--- WRITTEN REQUEST ---
Every record below should be printed exactly as given.

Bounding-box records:
[start]

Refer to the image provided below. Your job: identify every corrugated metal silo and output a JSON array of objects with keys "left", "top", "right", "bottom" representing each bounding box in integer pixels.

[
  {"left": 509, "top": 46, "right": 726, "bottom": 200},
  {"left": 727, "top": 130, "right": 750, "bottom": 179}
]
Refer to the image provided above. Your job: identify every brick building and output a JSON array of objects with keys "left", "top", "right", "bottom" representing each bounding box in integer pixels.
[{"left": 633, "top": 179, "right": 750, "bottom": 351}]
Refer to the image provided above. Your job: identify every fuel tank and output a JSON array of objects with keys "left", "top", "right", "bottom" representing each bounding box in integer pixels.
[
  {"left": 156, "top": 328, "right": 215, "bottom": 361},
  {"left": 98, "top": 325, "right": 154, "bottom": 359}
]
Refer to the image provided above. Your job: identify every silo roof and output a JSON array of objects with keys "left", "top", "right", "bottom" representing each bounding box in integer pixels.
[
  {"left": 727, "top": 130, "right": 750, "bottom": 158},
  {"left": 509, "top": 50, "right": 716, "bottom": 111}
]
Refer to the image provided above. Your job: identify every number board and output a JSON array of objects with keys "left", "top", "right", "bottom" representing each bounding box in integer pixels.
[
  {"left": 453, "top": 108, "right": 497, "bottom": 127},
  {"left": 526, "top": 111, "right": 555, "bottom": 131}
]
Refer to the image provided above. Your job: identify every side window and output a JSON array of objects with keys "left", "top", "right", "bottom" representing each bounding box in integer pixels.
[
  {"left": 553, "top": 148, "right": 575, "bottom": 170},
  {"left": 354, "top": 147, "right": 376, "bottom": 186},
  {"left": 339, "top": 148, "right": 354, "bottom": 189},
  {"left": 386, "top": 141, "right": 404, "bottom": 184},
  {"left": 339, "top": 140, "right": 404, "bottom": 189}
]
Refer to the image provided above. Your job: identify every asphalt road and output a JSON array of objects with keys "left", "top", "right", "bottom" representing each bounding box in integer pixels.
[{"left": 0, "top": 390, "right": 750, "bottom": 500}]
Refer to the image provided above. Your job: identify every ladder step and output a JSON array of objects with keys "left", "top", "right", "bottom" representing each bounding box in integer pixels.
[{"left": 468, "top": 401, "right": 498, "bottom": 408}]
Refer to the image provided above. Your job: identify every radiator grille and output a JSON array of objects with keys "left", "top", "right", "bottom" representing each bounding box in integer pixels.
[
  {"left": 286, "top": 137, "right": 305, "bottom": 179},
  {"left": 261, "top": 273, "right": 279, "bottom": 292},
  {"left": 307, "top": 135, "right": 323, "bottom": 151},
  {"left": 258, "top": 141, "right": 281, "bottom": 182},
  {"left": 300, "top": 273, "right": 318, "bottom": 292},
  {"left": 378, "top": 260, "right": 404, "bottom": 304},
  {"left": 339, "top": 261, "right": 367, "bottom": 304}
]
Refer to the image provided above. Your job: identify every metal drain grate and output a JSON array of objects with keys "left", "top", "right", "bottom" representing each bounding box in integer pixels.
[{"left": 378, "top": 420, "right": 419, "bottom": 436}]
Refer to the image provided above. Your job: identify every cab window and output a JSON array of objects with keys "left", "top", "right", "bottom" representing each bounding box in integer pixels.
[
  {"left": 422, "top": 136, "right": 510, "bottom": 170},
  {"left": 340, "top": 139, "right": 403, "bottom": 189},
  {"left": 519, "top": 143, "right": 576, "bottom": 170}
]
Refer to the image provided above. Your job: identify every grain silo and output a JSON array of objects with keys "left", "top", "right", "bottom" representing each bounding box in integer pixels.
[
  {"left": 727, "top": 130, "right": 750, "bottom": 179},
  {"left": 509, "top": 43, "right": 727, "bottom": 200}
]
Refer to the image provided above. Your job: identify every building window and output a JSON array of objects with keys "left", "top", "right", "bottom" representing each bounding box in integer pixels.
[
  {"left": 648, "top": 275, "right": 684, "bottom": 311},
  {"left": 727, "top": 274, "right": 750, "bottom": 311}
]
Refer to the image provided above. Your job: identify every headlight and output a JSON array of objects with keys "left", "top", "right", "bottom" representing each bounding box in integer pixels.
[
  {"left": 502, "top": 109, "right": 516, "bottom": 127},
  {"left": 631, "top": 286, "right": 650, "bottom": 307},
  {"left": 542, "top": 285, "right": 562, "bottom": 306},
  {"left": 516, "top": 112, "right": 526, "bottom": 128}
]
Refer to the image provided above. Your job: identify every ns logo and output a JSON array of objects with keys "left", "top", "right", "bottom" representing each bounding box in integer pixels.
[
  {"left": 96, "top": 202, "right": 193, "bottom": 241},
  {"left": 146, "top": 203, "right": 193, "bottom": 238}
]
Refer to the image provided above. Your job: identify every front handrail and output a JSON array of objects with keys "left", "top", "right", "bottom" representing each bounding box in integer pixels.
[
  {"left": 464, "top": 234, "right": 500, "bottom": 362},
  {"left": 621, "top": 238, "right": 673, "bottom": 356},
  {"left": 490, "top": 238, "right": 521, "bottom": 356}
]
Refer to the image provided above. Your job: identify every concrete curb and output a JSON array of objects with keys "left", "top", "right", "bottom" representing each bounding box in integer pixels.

[end]

--- FINAL ANSWER ---
Refer to the image provided below. Your job: identify every corrugated metal silo and output a JSON array of objects with keys "left", "top", "right", "bottom" representing each bounding box in integer pixels.

[
  {"left": 509, "top": 46, "right": 726, "bottom": 200},
  {"left": 727, "top": 130, "right": 750, "bottom": 179}
]
Refer to the image provided above. Your job: identify every brick building and output a JSON array of objects with keys "left", "top", "right", "bottom" representing each bounding box in integer pixels.
[{"left": 633, "top": 179, "right": 750, "bottom": 351}]
Refer to the image provided above. Your job: identify every fuel tank and output a JSON array of objects with keys "left", "top", "right", "bottom" representing each bounding box in integer pixels.
[
  {"left": 156, "top": 328, "right": 215, "bottom": 361},
  {"left": 98, "top": 325, "right": 154, "bottom": 359}
]
Refer to the image provided above. Your job: identify every silo roof and output a JSON array of objects with keys "left", "top", "right", "bottom" representing each bounding box in integer pixels.
[
  {"left": 727, "top": 130, "right": 750, "bottom": 158},
  {"left": 509, "top": 50, "right": 716, "bottom": 111}
]
Refer to the image provided above. Your job: identify every number board and output a JSON array of objects with keys "left", "top", "right", "bottom" representing each bounding box in integer pixels.
[
  {"left": 453, "top": 108, "right": 497, "bottom": 127},
  {"left": 526, "top": 111, "right": 555, "bottom": 131}
]
Refer to the image provided above. Your job: identify every side window and output a JSON array of objects with keys "left", "top", "right", "bottom" representing each bounding box in integer pixels.
[
  {"left": 553, "top": 148, "right": 575, "bottom": 170},
  {"left": 354, "top": 147, "right": 376, "bottom": 186},
  {"left": 339, "top": 148, "right": 354, "bottom": 189},
  {"left": 386, "top": 141, "right": 404, "bottom": 184},
  {"left": 339, "top": 140, "right": 404, "bottom": 189}
]
Refer to the image provided above. Your job: identify every asphalt road and output a JSON array of objects with keys "left", "top", "right", "bottom" representing each bounding box in integer pixels.
[{"left": 0, "top": 390, "right": 750, "bottom": 500}]
Refer to the image provided above. Your job: identify every ladder step and output a JSON array of objects with keys "left", "top", "right", "bottom" representing each bounding box in integer pixels.
[{"left": 468, "top": 401, "right": 498, "bottom": 408}]
Refer to the image provided above. Your job: identify every radiator grille and output a JSON array of objects with keys "left", "top", "right", "bottom" representing each bounding box in integer pixels.
[
  {"left": 286, "top": 137, "right": 305, "bottom": 179},
  {"left": 261, "top": 273, "right": 279, "bottom": 292},
  {"left": 307, "top": 135, "right": 323, "bottom": 151},
  {"left": 258, "top": 141, "right": 281, "bottom": 182},
  {"left": 300, "top": 273, "right": 318, "bottom": 292},
  {"left": 378, "top": 260, "right": 404, "bottom": 304},
  {"left": 339, "top": 261, "right": 367, "bottom": 304}
]
Refer to the image provided above. Your job: identify every metal drain grate and output a JSON array of objects with keys "left", "top", "right", "bottom" representing each bounding box in integer pixels.
[{"left": 378, "top": 420, "right": 419, "bottom": 436}]
Refer to the image provided above. Your job: identify every cab window and output a JSON array of objects with keys "left", "top", "right", "bottom" representing each bounding box in integer pixels.
[
  {"left": 422, "top": 136, "right": 510, "bottom": 170},
  {"left": 340, "top": 139, "right": 403, "bottom": 189},
  {"left": 519, "top": 143, "right": 576, "bottom": 170}
]
Refer to the image provided above. Your job: identify every grain silo and output a JSON array of objects with keys "left", "top", "right", "bottom" representing each bounding box in integer pixels.
[
  {"left": 727, "top": 130, "right": 750, "bottom": 179},
  {"left": 509, "top": 43, "right": 727, "bottom": 200}
]
Refer to the image provided above. Your job: identify every building window and output a JSON array of objects with keys "left", "top", "right", "bottom" representing each bounding box in integer pixels.
[
  {"left": 648, "top": 275, "right": 684, "bottom": 311},
  {"left": 727, "top": 274, "right": 750, "bottom": 311}
]
Refer to the image provided above. Your job: identify every headlight and output a JSON array of objects with keys "left", "top", "right", "bottom" representing each bounding box in integer pixels.
[
  {"left": 502, "top": 109, "right": 516, "bottom": 127},
  {"left": 631, "top": 286, "right": 650, "bottom": 307},
  {"left": 542, "top": 285, "right": 562, "bottom": 306},
  {"left": 516, "top": 112, "right": 526, "bottom": 128}
]
Refer to the image provided above. Your job: identify every ns logo and output a JSON array of objects with keys "left", "top", "right", "bottom" representing each bounding box in integer pixels.
[
  {"left": 96, "top": 202, "right": 193, "bottom": 241},
  {"left": 146, "top": 203, "right": 193, "bottom": 238}
]
Refer to the image provided above. Your job: identify every front handrail and output a JSON array of objects with keys "left", "top", "right", "bottom" representing each bounding box in integer pixels.
[
  {"left": 464, "top": 234, "right": 500, "bottom": 362},
  {"left": 621, "top": 238, "right": 673, "bottom": 356},
  {"left": 490, "top": 238, "right": 521, "bottom": 356}
]
Refer to the image provided above. Your job: identify every concrete curb and output a JSON array of objects with keys "left", "top", "right", "bottom" representing each bounding box in integer pixels.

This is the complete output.